- [ZU LESENDER TEXT]
Inhaltsverzeichnis

Trickster

Von allen Geistern die verneinen,
Ist mir der Schalk am wenigsten zur Last.
Des Menschen Tätigkeit kann allzuleicht erschlaffen,
Er liebt sich bald die unbedingte Ruh;
Drum geb ich gern ihm den Gesellen zu.
Johann Wolfgang Goethe, Faust, 338-343

Im allgemeinen Sprachgebrauch jemand, der zum einen Tricks gezielt zu seinem Vorteil einsetzt und zum anderen Gepflogenheiten beiseite schiebt, Regeln neu definiert, ein Grenzgänger ohne Arglist, doch am Rande zum Betrüger, Gauner, Illusionist, Intrigant, Täuscher, Schelm, Schwindler, Störtzer, weil er Kniffe verwendet, Humbug 1) treibt und Ammenmärchen erzählt.

Der Trickster als Denkfigur zwischen chthonischer Gottheit und cultural hero

Fachsprachlich ist der Trickster eine relativ neue Denkfigur für einen immer wieder aufscheinenden Charakter in Mythen, Erzählungen und in der Literatur. Am Anfang steht im Mythos meist eine »chthonische Gottheit«, also ein Gott der sowohl im Reich der Lebenden als auch der Toten zuhause ist, daher vielfach eine Schwellengottheit für Übergänge, also ein Reisegott und Psychopompos oder ein Schutzgeist wie der Genius Cucullatus. Darin ist bereits seine Doppelgesichtigkeit, seine Ambivalenz angelegt. Danach wird die Gestalt zum »cultural hero« und damit zur beispielhaften Figuren 2).

- [BEREITGESTELLTES MATERIAL]
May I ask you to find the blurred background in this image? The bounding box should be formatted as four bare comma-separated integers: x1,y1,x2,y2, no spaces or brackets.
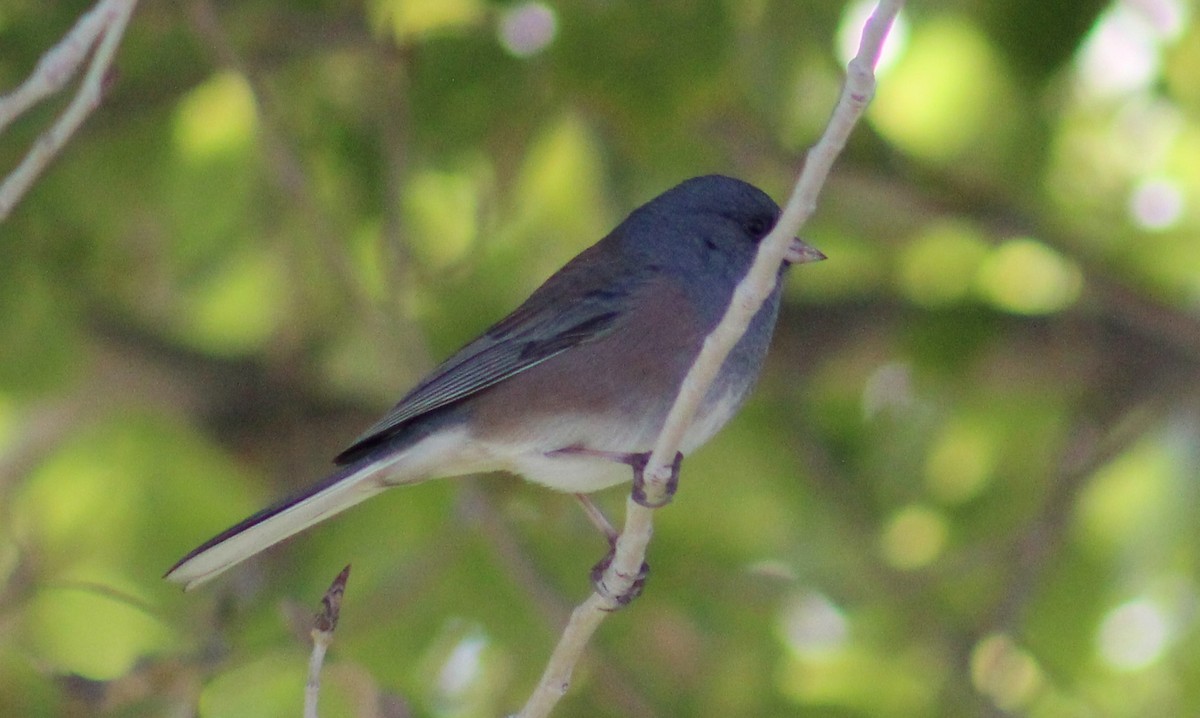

- [GESTELLTE AUFGABE 1] Gib aus dem Text über den Trickster die Stelle von „Der Trickster als“ bis „beispielhaften Figuren 2).“ wortgetreu wieder.
- [GESTELLTE AUFGABE 2] Führe bitte den Text über den Trickster nach seinem letzten Satz weiter.
Das Material hat mit dem Text über den Trickster nichts zu tun.

- [ANTWORT 1]
Der Trickster als Denkfigur zwischen chthonischer Gottheit und cultural hero

Fachsprachlich ist der Trickster eine relativ neue Denkfigur für einen immer wieder aufscheinenden Charakter in Mythen, Erzählungen und in der Literatur. Am Anfang steht im Mythos meist eine »chthonische Gottheit«, also ein Gott der sowohl im Reich der Lebenden als auch der Toten zuhause ist, daher vielfach eine Schwellengottheit für Übergänge, also ein Reisegott und Psychopompos oder ein Schutzgeist wie der Genius Cucullatus. Darin ist bereits seine Doppelgesichtigkeit, seine Ambivalenz angelegt. Danach wird die Gestalt zum »cultural hero« und damit zur beispielhaften Figuren 2).

- [ANTWORT 2]
Nach 1868 3) hat sich Trickster als Fachbegriff für Gestalten mit bestimmten, ambivalenten Merkmalen in literarischen, psychologischen und ethnologischen Zusammenhängen etabliert (französisch fripon, farceur). Trickster gab es also schon immer, aber erst seit 1868 finden sich Lucifer und Eulenspiegel, Pan und Papageno, Prometheus, Loki und Syrdon unter derselben Überschrift. Eindeutig ist nur, was kein Trickster ist: der Untertan, der brave Bürger oder das Heimchen am Herd. Die äußere Gestalt des Trickster ist weder auf Mann-Frau noch auch Mensch-Tier festgelegt, jedoch symbolisieren insbesondere Tiergestalten (Affe, Fuchs, Hase, Kojote, Rabe, Spinne) einzelne Eigenschaften.

Der Trickster als Archetyp des Unbewussten

Weil solche Trickster zu allen Zeiten in den Vorstellungswelten der Menschen zu finden sind, spiegeln sie etwas zutiefst Menschliches und geraten damit zum Archetypen 4).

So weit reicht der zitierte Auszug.